* **DIRECTION**: Images appear in the records below; leave them out and repeat everything else exactly.

* **SUPPLIED ENTRIES**:
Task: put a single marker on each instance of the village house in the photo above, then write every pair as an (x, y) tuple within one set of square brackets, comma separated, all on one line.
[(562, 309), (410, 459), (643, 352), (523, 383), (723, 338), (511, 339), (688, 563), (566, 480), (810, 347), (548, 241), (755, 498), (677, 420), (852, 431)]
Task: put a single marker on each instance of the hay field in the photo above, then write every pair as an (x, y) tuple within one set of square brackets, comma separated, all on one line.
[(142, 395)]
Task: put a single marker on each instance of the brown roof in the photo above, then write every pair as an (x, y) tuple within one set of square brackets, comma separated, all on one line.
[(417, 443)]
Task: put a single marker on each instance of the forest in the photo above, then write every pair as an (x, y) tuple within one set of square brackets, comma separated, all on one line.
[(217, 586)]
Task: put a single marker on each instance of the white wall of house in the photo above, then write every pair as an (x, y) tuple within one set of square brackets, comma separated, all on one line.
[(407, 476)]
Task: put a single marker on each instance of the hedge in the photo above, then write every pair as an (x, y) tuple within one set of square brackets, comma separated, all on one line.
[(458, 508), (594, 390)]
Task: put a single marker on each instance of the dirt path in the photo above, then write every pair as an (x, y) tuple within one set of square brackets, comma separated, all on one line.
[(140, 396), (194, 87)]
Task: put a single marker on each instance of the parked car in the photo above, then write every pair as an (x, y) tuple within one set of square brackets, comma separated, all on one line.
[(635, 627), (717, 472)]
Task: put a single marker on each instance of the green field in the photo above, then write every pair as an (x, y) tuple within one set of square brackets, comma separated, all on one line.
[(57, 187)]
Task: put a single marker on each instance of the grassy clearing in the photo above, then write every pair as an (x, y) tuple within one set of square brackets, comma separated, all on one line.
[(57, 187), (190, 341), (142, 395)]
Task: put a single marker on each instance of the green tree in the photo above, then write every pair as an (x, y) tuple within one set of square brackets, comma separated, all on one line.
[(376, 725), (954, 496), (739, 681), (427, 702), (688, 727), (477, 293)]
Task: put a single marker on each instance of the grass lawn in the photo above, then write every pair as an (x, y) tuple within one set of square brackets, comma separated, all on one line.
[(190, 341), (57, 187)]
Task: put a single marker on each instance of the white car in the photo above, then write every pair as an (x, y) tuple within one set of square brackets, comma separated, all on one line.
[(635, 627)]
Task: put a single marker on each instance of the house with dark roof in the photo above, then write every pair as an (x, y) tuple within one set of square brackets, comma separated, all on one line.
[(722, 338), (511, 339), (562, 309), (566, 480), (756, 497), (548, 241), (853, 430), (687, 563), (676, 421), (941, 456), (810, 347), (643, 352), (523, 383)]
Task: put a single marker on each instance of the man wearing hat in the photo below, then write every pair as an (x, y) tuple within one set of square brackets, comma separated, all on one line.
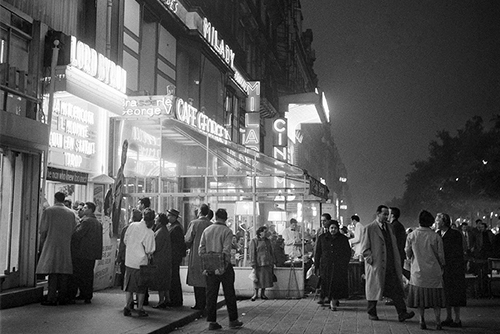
[(178, 252)]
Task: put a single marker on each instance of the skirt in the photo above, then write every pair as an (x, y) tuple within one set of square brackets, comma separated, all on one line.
[(264, 277), (131, 281), (419, 297)]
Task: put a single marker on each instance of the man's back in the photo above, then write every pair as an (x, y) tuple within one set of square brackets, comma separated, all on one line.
[(56, 228)]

* **COMPLETE ANSWER**:
Task: put a single marker on each instance of the village house in the photo above, then write every pair as an (x, y) tuple within one set of square brackets, comma separated, all on one line.
[(562, 309), (410, 459), (643, 352), (523, 383), (723, 338), (511, 339), (688, 563), (566, 480), (810, 347), (548, 241), (755, 498), (677, 420), (852, 431)]
Task: put a single marker on each instance of the hay field in the photo above, then write every pair as an (x, y) tuple within one set of square brackets, comma separated, all on one line.
[(142, 395)]
Task: put a single marker on each instance of the brown roof in the photo above, then write every pair as an (x, y) tuple within one set of square brackets, comma separated, all on one line.
[(417, 443)]
Task: put a single marker on each instance of the forest in the photo above, then write every pair as an (x, y) tuple within one set of square brackets, comma separated, all on one line.
[(217, 586)]
Task: put a single marker on each instance of the white wall of house in the photo above, then write every pair as an (x, y) tuple within one set of square brackets, comma separated, all on one line.
[(407, 476)]
Task: put a single marker on each instance of the hedge in the photo above, then write every pair as an (x, y) tuple within one set of square brackets, comma separated, all on one line.
[(458, 508), (594, 390)]
Task: put a single marker on each instance of the dirt path in the photo above, then write every pair as an (x, y) tuple within one set of square brackets, comma separated, all on one line.
[(140, 396), (194, 87)]
Task: put a single marker on each instance of the parked car in the photo above, then write every pair as an (x, y) tuple within one set of square brackets, comma separated, all on one line.
[(635, 627), (717, 472)]
Task: put a single marker on each instance of the green field in the photo above, then write every pair as an (x, y) tuple within one set of square brackets, comma separated, all on one line.
[(57, 187)]
Task: put a single marker on each instance of the grassy clearing in the photo above, then write every pair as an (x, y) tuple within one set of square brackets, comma separated, all on one line.
[(57, 187), (190, 341), (142, 395)]
Task: put a single marker on each instance of the green tree in the photo above, then write every pair as an (x, y) tuple within one set of square brackets, comma separated, all on one line.
[(376, 725), (954, 496), (739, 681), (427, 702), (688, 727), (477, 293)]
Task: put a single marker on each instance of the grass lawn in the photo above, then write every pair as an (x, y) tuple within one set of square brackets, comma separated, all on one line.
[(190, 341), (57, 187)]
Task: put a single marker on each instance of the white car in the photo above, then write every pair as an (x, y) tuple within one set of square brackets, comma separated, all on one line.
[(635, 627)]
Task: put a single marker on each instance of the house with dark roof in the photo above, then write every pair as an (x, y) tuple within one set of square brackets, comma separated, all on one line.
[(722, 338), (511, 339), (562, 309), (566, 480), (756, 497), (548, 241), (853, 430), (687, 563), (676, 421), (941, 456), (810, 347), (643, 352), (523, 383)]
Task: put a single marker on each instance of the man wearing hat in the photo below, then write every pair as an (x, y) tuple within one set of square brackets, comma separated, all on one line.
[(178, 252)]
Task: put a single marker on each instance of the skirt in the photo above, then write every pair as an (x, y) tuple within one set of square brackets, comma separated, all on one line.
[(264, 277), (131, 281), (419, 297)]
Task: put a single marker on each instance of the man's back in the photo above, then write every pair as an (x, y) tuple within one set of square brackets, comma separated, all on one line.
[(56, 228)]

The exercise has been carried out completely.